Task objective
Reproduce the rows in full, starting at the line that contains "the metal frame" and stopping after the line that contains "[(113, 36)]". Shift each answer point by adding 72 to both of its coordinates, and leave every other number unchanged.

━━━━

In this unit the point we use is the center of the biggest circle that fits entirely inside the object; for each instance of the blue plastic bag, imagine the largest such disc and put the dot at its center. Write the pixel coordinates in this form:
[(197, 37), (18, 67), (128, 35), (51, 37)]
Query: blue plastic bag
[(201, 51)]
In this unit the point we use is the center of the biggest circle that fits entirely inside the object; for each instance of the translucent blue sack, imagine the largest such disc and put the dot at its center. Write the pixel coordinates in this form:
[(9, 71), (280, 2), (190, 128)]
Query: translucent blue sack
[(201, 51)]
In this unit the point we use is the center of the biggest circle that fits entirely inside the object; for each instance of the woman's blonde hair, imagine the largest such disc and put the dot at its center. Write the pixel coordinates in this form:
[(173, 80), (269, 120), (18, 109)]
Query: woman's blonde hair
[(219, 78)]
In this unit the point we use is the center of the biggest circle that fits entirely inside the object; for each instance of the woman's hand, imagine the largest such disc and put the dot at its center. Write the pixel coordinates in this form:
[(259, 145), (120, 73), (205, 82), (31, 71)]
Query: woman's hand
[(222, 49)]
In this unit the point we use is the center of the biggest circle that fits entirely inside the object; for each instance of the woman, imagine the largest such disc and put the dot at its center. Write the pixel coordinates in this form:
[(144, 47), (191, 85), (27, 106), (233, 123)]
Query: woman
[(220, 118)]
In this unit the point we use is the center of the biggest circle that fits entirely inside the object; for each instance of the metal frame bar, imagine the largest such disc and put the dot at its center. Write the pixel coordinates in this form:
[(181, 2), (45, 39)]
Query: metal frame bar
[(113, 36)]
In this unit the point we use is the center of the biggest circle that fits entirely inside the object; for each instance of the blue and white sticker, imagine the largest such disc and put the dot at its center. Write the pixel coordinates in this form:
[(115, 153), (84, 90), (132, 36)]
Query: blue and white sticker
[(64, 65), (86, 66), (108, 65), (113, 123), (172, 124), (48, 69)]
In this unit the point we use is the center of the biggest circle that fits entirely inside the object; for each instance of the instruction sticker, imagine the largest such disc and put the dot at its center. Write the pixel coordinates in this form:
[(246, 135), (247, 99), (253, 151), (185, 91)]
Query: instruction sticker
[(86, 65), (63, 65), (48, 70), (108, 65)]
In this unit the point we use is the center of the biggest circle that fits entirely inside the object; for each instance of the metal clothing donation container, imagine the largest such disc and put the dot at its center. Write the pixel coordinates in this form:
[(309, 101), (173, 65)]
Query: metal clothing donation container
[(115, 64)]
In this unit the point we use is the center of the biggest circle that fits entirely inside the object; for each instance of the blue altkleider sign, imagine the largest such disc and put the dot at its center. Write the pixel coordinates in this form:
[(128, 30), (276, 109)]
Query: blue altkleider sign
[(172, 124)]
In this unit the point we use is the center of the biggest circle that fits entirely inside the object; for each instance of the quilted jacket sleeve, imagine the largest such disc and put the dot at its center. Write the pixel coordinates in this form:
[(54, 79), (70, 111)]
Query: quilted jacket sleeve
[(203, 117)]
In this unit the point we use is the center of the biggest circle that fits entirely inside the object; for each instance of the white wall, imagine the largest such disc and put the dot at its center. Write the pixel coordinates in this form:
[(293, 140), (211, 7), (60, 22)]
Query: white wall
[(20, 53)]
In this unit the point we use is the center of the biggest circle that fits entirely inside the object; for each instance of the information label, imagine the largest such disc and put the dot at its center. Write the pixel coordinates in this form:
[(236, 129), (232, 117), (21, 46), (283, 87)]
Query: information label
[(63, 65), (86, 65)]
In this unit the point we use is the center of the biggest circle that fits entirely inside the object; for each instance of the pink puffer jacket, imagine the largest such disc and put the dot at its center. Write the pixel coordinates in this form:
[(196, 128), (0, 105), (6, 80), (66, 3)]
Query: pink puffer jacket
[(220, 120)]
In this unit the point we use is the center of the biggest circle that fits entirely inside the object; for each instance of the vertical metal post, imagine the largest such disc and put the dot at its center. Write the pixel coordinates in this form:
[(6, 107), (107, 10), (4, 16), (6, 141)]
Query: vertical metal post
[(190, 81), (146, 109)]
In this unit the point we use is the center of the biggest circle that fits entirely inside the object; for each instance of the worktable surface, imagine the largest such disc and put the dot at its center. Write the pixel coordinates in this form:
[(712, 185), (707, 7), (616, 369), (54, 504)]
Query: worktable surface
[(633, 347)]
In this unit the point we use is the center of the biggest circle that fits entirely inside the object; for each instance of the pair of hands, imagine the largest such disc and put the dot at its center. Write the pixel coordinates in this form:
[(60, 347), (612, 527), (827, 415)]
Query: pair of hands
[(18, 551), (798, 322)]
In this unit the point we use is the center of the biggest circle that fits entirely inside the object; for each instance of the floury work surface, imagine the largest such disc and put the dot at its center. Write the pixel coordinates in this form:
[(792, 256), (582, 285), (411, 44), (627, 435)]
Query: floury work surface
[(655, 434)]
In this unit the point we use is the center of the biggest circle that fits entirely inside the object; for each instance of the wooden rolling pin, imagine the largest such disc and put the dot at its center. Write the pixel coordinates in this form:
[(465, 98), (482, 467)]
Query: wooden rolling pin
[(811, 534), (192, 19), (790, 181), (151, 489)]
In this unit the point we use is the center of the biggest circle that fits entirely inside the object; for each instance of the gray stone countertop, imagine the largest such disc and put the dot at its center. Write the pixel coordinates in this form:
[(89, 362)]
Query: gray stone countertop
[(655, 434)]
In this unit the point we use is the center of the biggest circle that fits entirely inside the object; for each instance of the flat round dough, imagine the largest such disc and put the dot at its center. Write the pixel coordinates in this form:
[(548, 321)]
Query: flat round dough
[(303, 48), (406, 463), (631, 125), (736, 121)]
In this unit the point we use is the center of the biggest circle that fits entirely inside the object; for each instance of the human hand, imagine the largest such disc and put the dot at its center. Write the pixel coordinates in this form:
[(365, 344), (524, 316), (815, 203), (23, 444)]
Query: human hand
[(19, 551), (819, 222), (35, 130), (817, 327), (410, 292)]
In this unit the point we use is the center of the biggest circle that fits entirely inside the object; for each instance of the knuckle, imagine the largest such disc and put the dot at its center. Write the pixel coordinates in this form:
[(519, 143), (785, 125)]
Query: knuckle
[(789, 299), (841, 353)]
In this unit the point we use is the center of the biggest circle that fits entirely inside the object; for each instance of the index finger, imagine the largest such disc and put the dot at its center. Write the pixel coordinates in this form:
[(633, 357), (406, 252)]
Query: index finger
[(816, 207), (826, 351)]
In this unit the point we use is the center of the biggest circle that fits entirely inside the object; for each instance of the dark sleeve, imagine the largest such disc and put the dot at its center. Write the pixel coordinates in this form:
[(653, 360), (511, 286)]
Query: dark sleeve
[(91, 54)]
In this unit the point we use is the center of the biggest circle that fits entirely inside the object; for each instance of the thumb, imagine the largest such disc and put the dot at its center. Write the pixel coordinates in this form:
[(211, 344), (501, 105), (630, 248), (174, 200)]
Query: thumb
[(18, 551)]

━━━━

Answer
In this unit the point we use is the center of the biggest circle that fits entirely inside the object; for each instance of the metal frame bar, imagine the largest such disc and put the dot at its center. Write the pixel coordinates in this form:
[(181, 2), (45, 39)]
Query: metal frame bar
[(185, 108)]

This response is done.